**Input data**
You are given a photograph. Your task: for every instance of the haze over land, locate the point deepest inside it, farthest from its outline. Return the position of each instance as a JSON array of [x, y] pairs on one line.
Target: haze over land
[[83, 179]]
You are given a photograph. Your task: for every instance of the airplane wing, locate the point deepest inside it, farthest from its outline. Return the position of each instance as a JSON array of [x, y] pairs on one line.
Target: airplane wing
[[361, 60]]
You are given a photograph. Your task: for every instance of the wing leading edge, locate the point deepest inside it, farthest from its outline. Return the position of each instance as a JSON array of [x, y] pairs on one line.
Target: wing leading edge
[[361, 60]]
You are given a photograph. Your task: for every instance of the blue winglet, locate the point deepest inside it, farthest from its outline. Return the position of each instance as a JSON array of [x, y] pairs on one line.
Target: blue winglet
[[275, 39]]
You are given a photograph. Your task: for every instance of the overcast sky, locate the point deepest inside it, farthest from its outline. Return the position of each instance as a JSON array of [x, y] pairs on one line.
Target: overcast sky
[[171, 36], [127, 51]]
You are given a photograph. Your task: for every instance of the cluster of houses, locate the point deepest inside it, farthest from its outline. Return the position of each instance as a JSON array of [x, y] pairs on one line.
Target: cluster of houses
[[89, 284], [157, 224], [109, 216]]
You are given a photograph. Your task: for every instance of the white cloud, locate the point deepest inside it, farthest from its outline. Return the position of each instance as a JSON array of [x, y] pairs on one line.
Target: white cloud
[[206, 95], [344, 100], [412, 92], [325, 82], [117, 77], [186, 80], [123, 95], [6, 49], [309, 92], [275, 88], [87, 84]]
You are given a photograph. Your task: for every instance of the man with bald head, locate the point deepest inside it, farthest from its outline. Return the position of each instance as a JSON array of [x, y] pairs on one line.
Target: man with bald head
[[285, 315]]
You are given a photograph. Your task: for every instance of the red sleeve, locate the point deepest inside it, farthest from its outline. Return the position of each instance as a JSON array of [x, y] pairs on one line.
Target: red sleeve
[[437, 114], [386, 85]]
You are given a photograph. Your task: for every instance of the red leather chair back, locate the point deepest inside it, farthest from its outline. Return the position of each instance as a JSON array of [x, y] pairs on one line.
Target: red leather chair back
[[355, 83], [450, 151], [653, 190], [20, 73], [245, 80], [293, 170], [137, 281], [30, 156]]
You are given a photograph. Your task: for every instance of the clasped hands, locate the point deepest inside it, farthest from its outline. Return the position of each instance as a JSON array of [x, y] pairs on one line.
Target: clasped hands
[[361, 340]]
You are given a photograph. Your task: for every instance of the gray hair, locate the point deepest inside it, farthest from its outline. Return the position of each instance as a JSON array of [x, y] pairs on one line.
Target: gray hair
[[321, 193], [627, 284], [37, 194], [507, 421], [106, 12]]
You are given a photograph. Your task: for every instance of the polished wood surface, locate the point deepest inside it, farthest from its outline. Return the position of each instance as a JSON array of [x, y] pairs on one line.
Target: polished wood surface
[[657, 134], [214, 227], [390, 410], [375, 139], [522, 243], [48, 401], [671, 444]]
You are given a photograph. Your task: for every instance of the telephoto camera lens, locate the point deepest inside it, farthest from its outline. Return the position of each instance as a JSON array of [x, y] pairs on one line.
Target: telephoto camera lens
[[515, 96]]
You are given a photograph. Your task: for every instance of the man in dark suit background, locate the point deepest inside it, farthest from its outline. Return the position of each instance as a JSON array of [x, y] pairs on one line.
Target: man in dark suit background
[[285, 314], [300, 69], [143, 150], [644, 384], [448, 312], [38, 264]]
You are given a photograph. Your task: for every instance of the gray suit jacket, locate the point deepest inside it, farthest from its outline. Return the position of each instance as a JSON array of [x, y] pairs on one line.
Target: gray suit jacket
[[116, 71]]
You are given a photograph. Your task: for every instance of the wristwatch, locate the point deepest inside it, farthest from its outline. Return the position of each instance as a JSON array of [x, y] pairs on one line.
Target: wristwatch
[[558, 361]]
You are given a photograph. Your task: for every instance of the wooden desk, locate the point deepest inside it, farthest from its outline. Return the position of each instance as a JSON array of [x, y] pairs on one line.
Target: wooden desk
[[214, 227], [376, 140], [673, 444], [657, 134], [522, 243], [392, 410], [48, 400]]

**Task instructions**
Please take the whole listing and write it out exactly.

**Response to this exercise**
You are given a photograph. Your task: for every instance of the haze over land, locate the point deepest inside it, farthest from its outline. Return the position of each instance as a JSON array of [x, y] pairs on one line.
Target: haze over land
[[83, 179]]
You are given a photograph. Your task: for every instance of the airplane wing, locate the point deepest inside it, farthest from its outline. Return the position of each instance as a JSON array of [x, y] pairs on one line.
Target: airplane wing
[[361, 60]]
You are given a photograph. Your task: for every instance of the wing leading edge, locate the point deepest inside it, farthest from its outline. Return the position of each instance as a JSON array of [x, y] pairs on one line.
Target: wing leading edge
[[361, 60]]
You are given a photograph. Your task: for every instance of the blue winglet, locate the point deepest inside it, farthest from its outline. Return the position of each instance as a JSON array of [x, y] pairs on one line.
Target: blue winglet
[[275, 39]]
You are given a photograph. Your task: for every instance of the overcast sky, locate the point deepest inside it, farthest from its outline. Return the position of each instance as a JSON array of [x, y] pairs on one line.
Target: overcast sky
[[171, 36], [127, 51]]
You are given a photograph. Your task: for every instance of the cluster of houses, locate the point deepest inside it, farthest from its outline. Return the position of each instance as a JSON array of [x, y] pairs on one line.
Target: cluster of houses
[[89, 284], [157, 224], [109, 216]]
You are given a photograph. Your task: for every instance of the white cloud, locate the point deepest inside it, farthest from its outline. Return the position of each instance as a JSON array of [x, y] pairs on one line.
Target: white cloud
[[206, 95], [344, 100], [412, 92], [325, 82], [117, 77], [186, 80], [123, 95], [6, 49], [309, 92], [275, 88], [87, 84]]
You are given a photograph. Your task: for every instance of the man with bald head, locate the point deepest inside it, farthest from its outline. Return the position of each instance as a JSON array of [x, y] pairs on one line.
Target: man with bald head
[[285, 315]]
You are given a photograph. Your task: for every instance of the red sleeve, locate the point deepest inside it, farthest from its outline. Return the position of each instance as a JSON array of [x, y] pairs on one line.
Target: red sleeve
[[437, 114], [386, 85]]
You are given a photograph. Your task: for every instance of the red leather chair back, locate the point deepest inside it, farthest from its outline. Return the position of each instance as a JSON array of [x, y] pairs on one line.
Target: red leather chair back
[[355, 83], [450, 151], [653, 190], [20, 73], [245, 80], [293, 170], [137, 281], [30, 156]]
You are given a photograph. Your task: for every instance of the clasped hands, locate the point deepest inside it, farthest from its outline. Return the position of each instance as a JSON array of [x, y] pairs on one line.
Target: clasped hands
[[361, 340]]
You are given a photograph. Your task: for every instance of the gray hair, locate the point deepest inside it, farthest from its outline. Return the position of each instance as a JSON array of [x, y] pairs on one line.
Target: gray hair
[[321, 193], [627, 284], [37, 194], [507, 421], [106, 12]]
You are given a photograph. Your task: for every instance of the polished wood surface, locate the point deepest inside it, farthest from its outline. Return the position of each instance as a JSON array of [x, y] pairs on one line.
Target: polished wood surface
[[657, 134], [214, 227], [390, 410], [375, 139], [522, 243], [48, 401], [671, 444]]
You are given a photograph. Your task: for every instance of the telephoto camera lens, locate the point deepest inside it, farthest from its outline. Return the position of each instance as a JSON array of [x, y] pairs on one line.
Target: telephoto camera lens
[[515, 96]]
You are given a photograph. Your task: for every instance of the man in dark suit background, locate the point deepest inside it, farthest from its outline. Return the position of each instance as a JSON array of [x, y] pairs on one line.
Target: man in dark suit background
[[285, 314], [300, 69], [143, 150], [644, 384], [448, 312], [38, 264]]
You are given a photograph. Your task: for every instance of the gray suit jacket, locate the point deepest inside it, farthest from its outline. Return the position of each instance as a JSON array of [x, y] pairs on one line.
Target: gray suit jacket
[[116, 71]]
You are given a photograph. Your task: for every instance of the wristwatch, locate the point deepest inside it, farthest from its outline. Return the position of each instance as a JSON array of [x, y] pairs on one line.
Target: wristwatch
[[558, 361]]
You are given a photograph. Your task: for every instance of the wooden desk, locate the point deepest inside it, farthest from its outline. Return the position of each instance as a JSON array of [x, y] pairs on one line.
Target: wooden desk
[[214, 227], [376, 140], [673, 444], [657, 134], [522, 243], [392, 410], [48, 400]]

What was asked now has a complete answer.